(Work to be completed) Find each line below containing the word "bridesmaid" and copy it out in full.

Region annotation entries
-=-=-

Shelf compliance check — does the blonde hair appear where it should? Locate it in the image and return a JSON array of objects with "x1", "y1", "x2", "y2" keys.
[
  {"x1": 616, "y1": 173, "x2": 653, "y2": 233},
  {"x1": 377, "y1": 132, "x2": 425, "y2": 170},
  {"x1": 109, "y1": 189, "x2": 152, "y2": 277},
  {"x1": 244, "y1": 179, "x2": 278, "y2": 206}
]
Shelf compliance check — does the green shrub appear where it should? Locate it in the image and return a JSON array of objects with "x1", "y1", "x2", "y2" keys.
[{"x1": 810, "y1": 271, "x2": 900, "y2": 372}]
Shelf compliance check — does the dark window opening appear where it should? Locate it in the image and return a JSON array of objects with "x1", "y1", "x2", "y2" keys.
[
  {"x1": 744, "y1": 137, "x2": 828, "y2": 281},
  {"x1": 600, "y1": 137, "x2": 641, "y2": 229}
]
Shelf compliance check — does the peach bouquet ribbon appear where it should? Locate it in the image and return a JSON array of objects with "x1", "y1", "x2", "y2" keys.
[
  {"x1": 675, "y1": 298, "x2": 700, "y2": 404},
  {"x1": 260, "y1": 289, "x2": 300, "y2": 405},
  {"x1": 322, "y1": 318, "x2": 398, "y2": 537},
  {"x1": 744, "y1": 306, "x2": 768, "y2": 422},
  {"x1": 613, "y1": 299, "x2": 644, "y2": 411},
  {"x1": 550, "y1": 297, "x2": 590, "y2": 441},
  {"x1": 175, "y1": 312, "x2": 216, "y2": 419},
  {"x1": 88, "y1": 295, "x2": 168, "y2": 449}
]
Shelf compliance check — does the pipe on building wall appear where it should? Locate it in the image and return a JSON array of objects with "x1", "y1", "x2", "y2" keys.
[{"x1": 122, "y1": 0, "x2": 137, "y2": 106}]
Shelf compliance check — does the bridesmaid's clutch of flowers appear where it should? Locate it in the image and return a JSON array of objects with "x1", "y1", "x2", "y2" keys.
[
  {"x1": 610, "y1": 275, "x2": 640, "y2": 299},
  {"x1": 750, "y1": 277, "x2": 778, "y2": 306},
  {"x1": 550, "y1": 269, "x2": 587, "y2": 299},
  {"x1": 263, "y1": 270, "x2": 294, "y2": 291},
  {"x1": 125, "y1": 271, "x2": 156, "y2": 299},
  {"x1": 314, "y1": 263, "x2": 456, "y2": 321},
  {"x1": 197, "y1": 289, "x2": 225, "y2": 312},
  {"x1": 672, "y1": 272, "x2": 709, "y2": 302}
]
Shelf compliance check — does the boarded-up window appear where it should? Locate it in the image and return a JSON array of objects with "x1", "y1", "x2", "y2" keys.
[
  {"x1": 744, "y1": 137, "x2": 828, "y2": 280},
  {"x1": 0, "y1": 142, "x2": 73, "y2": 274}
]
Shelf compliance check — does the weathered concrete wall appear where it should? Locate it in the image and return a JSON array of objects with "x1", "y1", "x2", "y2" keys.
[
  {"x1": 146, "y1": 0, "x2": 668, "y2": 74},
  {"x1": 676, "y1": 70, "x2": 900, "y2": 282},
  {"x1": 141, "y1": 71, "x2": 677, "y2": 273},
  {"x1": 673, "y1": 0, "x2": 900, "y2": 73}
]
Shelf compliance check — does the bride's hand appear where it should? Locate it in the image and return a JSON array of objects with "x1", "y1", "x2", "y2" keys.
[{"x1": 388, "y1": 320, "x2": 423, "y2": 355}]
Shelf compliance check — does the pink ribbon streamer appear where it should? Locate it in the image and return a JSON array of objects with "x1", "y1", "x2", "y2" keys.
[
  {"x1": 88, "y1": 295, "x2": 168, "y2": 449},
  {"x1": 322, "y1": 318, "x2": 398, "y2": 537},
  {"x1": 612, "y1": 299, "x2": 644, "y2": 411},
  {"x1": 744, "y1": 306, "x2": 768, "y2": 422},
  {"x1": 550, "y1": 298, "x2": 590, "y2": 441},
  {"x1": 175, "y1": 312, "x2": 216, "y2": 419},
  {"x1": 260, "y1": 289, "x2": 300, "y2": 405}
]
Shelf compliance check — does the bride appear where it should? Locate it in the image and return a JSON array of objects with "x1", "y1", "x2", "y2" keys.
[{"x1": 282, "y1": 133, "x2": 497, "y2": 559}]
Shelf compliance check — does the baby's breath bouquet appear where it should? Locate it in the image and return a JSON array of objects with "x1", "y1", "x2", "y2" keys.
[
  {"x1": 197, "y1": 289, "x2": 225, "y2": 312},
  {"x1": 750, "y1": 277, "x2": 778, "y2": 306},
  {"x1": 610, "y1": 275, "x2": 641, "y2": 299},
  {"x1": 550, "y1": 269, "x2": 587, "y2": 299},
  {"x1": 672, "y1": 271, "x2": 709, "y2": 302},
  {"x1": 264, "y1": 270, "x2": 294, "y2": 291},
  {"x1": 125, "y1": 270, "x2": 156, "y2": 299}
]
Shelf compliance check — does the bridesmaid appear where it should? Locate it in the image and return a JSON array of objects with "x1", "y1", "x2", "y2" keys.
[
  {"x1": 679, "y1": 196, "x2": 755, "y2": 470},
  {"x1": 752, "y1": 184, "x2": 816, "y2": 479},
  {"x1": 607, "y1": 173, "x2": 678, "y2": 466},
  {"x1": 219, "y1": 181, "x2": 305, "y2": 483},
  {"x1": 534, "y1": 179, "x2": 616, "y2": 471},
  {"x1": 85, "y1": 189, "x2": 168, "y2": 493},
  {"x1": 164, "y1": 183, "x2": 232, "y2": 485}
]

-=-=-

(Exercise answer)
Shelf compliance check — does the bridesmaid's clutch of flowers appear where it should? Locate it in the image and return a JSON array of objects with "x1", "y1", "x2", "y2" keys.
Shelf compliance check — does the bridesmaid appear where it should? Locate it in the image and return a JSON array of objects with "x1", "y1", "x2", "y2" keys.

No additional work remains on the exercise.